Exercise directions
Rewrite the material below as a numbered list, one line per number, omitting any blank lines.
⁂
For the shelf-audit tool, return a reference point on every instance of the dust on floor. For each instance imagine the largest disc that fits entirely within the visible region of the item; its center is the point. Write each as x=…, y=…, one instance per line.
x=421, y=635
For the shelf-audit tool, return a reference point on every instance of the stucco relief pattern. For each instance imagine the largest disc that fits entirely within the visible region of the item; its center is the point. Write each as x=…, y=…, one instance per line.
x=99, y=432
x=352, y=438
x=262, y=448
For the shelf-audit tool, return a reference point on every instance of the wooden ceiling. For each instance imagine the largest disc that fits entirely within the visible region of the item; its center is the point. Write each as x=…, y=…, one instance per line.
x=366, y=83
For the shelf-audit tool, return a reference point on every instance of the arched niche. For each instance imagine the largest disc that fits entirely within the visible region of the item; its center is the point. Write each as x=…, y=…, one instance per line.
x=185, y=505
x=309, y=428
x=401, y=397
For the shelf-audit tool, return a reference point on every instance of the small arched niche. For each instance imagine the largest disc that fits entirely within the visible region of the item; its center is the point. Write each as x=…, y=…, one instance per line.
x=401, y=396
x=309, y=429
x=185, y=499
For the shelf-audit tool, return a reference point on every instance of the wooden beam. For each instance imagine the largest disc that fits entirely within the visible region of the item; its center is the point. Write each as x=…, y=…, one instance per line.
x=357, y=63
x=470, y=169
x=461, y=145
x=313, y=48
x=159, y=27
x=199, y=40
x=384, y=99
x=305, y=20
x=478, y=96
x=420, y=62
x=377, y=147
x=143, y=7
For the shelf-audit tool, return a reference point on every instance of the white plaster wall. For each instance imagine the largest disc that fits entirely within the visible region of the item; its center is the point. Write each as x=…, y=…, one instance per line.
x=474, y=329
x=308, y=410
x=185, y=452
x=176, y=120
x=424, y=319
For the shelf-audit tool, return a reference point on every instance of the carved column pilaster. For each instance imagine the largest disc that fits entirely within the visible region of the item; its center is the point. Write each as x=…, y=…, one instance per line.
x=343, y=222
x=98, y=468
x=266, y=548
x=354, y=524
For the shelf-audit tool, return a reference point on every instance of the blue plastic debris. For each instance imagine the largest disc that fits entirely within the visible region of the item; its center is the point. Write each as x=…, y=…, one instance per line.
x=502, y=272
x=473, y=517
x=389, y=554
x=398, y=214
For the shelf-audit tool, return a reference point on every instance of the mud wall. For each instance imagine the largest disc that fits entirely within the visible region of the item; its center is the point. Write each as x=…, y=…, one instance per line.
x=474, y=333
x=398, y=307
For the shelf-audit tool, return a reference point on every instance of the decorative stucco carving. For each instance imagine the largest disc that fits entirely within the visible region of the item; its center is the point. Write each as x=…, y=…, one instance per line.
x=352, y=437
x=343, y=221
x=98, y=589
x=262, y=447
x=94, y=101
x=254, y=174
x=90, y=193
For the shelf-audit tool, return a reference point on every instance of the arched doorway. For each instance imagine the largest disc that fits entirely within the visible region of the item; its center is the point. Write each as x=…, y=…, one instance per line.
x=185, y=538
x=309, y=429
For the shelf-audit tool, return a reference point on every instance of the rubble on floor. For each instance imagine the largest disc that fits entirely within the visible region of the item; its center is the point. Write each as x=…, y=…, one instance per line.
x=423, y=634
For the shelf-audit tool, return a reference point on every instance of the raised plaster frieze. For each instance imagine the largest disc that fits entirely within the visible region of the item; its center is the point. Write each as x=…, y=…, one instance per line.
⁂
Response
1. For the shelf-audit tool, return a reference point on every instance of the dust on floor. For each instance imagine the largest disc that fits entirely within the visible region of the item; its center is the point. Write each as x=…, y=…, one instance per line.
2. x=421, y=635
3. For the shelf-audit tool, return a reference point on every instance of the stucco relief pattern. For each instance imagine the largest disc that fits entirely within the visible region of the item; its center is the point. Write each as x=…, y=…, one instance per line.
4. x=99, y=432
5. x=352, y=438
6. x=262, y=448
7. For the shelf-audit tool, return a reference point on every instance of the wooden ceiling. For each instance imagine the largest disc that fits entirely within the visible region of the item; its center is the point. Write each as x=…, y=…, one instance per line.
8. x=366, y=83
9. For the shelf-audit tool, return a reference point on every instance of the arched niche. For each instance imagine the largest disc that fits entirely within the visible region of the item; its center is the point. Write each as x=…, y=…, one instance per line.
10. x=185, y=505
11. x=309, y=428
12. x=401, y=397
13. For the shelf-audit tool, return a reference point on every instance of the small arched niche. For each instance imagine the largest disc that fits entirely within the visible region of the item; its center is the point. Write each as x=…, y=…, one instance per line.
14. x=401, y=396
15. x=309, y=429
16. x=185, y=499
17. For the shelf-audit tool, return a reference point on every instance of the wooden beam. For each instance imagine the largest disc that fits entirely within the visible region of the item; its center is the point. Write each as x=…, y=…, one instance per line.
18. x=357, y=63
19. x=470, y=169
20. x=461, y=145
21. x=313, y=48
22. x=159, y=27
23. x=199, y=40
24. x=384, y=99
25. x=305, y=20
26. x=478, y=96
27. x=420, y=62
28. x=377, y=147
29. x=143, y=7
30. For the shelf-audit tool, return a reference point on every instance of the white plaster wall. For each instance imagine the largest disc that fits entirely within the visible region of the item; its center is the point. Write each as x=…, y=…, one instance per line.
31. x=474, y=329
32. x=308, y=410
33. x=185, y=452
34. x=176, y=120
35. x=424, y=319
36. For the shelf-audit tool, return a reference point on every instance of the carved column pilaster. For each instance imagine the largest disc that fits entirely within the visible region of the item; its center is the point. Write each as x=…, y=…, one instance per line.
37. x=343, y=222
38. x=98, y=468
39. x=266, y=548
40. x=354, y=524
41. For the shelf-audit tool, return a reference point on every instance of the blue plastic debris. For each instance imagine the largest disc that fits entirely within the visible region of the item; its center is the point. Write each as x=…, y=…, one instance per line.
42. x=502, y=272
43. x=473, y=517
44. x=389, y=554
45. x=398, y=214
46. For the shelf-audit tool, return a reference point on every instance of the mud wall. For each instance imagine the largest disc that fits entirely within the visible region of the item; its center is the point. Write each as x=…, y=…, one instance per line.
47. x=474, y=333
48. x=398, y=307
49. For the shelf-audit tool, return a reference point on every instance of the decorative stucco carving. For each instance imagine the largest disc that fits entirely within the visible region of the item; its center is the point. Write each as x=…, y=…, one instance per line.
50. x=352, y=437
51. x=343, y=221
52. x=98, y=589
53. x=262, y=447
54. x=94, y=101
55. x=254, y=174
56. x=90, y=193
57. For the shelf-audit tool, return a reference point on every instance of the arched doorway. For each instance imagine the largest disc that fits entirely within the visible region of the item; its center is the point. Write each as x=…, y=…, one instance per line.
58. x=185, y=538
59. x=309, y=429
60. For the shelf-audit tool, return a reference point on every instance of the rubble on floor. For each instance imagine the largest disc that fits entirely within the visible region of the item; its center is the point. Write each as x=…, y=…, one instance per line.
61. x=423, y=634
62. For the shelf-audit tool, return a reference point on every instance of the raised plaster frieze. For each instance imagine the largest disc that fits entirely within the visible region of the item; its center is the point. Write each as x=…, y=…, one instance per line.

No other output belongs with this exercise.